#### Source material
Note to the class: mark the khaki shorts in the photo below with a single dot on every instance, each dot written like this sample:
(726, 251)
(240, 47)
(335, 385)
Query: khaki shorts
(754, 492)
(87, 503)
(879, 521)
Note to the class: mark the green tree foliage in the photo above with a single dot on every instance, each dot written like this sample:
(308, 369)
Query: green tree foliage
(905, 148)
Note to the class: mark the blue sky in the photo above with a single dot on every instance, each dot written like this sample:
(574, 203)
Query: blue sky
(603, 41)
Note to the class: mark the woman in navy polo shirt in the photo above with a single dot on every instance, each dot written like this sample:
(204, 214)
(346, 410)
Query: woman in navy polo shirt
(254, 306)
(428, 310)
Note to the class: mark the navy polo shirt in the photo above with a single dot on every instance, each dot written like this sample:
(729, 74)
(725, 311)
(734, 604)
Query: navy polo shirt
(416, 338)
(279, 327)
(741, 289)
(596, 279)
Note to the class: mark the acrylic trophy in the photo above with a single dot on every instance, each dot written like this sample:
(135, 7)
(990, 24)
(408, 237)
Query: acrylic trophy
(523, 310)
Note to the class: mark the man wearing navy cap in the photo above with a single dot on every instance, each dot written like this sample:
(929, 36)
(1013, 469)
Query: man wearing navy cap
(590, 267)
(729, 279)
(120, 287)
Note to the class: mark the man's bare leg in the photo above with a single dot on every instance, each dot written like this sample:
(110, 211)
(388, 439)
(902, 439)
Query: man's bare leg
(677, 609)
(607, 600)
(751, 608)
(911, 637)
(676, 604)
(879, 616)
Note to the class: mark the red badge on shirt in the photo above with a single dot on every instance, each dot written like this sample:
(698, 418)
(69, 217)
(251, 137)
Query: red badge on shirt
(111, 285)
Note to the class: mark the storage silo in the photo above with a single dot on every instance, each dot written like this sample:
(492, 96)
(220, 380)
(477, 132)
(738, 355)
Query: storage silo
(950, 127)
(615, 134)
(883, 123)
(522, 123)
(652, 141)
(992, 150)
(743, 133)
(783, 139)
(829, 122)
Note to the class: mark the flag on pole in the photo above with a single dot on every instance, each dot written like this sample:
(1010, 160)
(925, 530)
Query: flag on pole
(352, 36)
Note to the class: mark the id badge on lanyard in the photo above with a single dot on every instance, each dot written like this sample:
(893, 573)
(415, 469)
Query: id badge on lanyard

#### Directions for this task
Extract the listing in its entirety and repeat it exactly.

#### Output for this task
Note to the class: mark the khaki shorts in the photo below with a single dot on every instance, each dot written like this sample:
(726, 251)
(240, 47)
(335, 385)
Query: khaki shorts
(754, 492)
(87, 503)
(879, 521)
Note to the class: mark the green tree foliage in the photo above with a single dot on every instance, each dot written like this sample:
(308, 369)
Query: green tree foliage
(905, 148)
Note to the class: mark the blue sky in the photo above with a single dot on every instance, each dot written like this sample:
(574, 203)
Query: blue sky
(603, 41)
Note to the class: mark the woman in navy polo shirt in the photo above with a single dot on every instance, each dot written like this sample:
(204, 214)
(346, 410)
Query: woman in navy polo shirt
(254, 306)
(428, 310)
Note to the class: mark the navy polo shirt in the photo above with a single dot on every instance, each dot written like this sample:
(729, 74)
(725, 311)
(734, 604)
Query: navy polo shirt
(416, 338)
(279, 327)
(741, 289)
(596, 279)
Note to the class: mark the acrylic trophy in the photo above with a single dot on every instance, each dot written like this sample:
(135, 7)
(990, 24)
(408, 237)
Query: acrylic trophy
(523, 310)
Note to the class: mark the man wearing navy cap in the photo above with a single dot on every instance, each dot written like this sample:
(929, 36)
(1013, 469)
Query: man wearing navy cap
(590, 267)
(729, 279)
(120, 287)
Note to the class: mark the man's bare leg in the photo above with a single dot on every instance, each dot written like this sample:
(110, 211)
(388, 439)
(902, 439)
Query: man's bare leg
(677, 609)
(607, 600)
(751, 608)
(911, 637)
(676, 604)
(879, 616)
Note to the class: mark the red badge on shirt in the photo above with a single dot on every instance, each dot written like this sample:
(698, 418)
(69, 217)
(251, 137)
Query: red badge on shirt
(111, 285)
Note to the class: mark the storage silo in the photo above with a single dot on every instance, each dot written like this sample:
(492, 96)
(220, 380)
(477, 132)
(738, 355)
Query: storage silo
(950, 127)
(615, 134)
(883, 123)
(522, 123)
(652, 141)
(992, 150)
(743, 133)
(783, 139)
(829, 122)
Note to the class: mark the flag on pole in the photo above with a single dot on every instance, each dot written like this sample:
(1010, 160)
(925, 530)
Query: flag on pole
(352, 36)
Note to the class: mark the id badge on lanyard in the photo above with a single dot on every instance, each dot written like this sample:
(893, 573)
(415, 469)
Query: id badge on lanyard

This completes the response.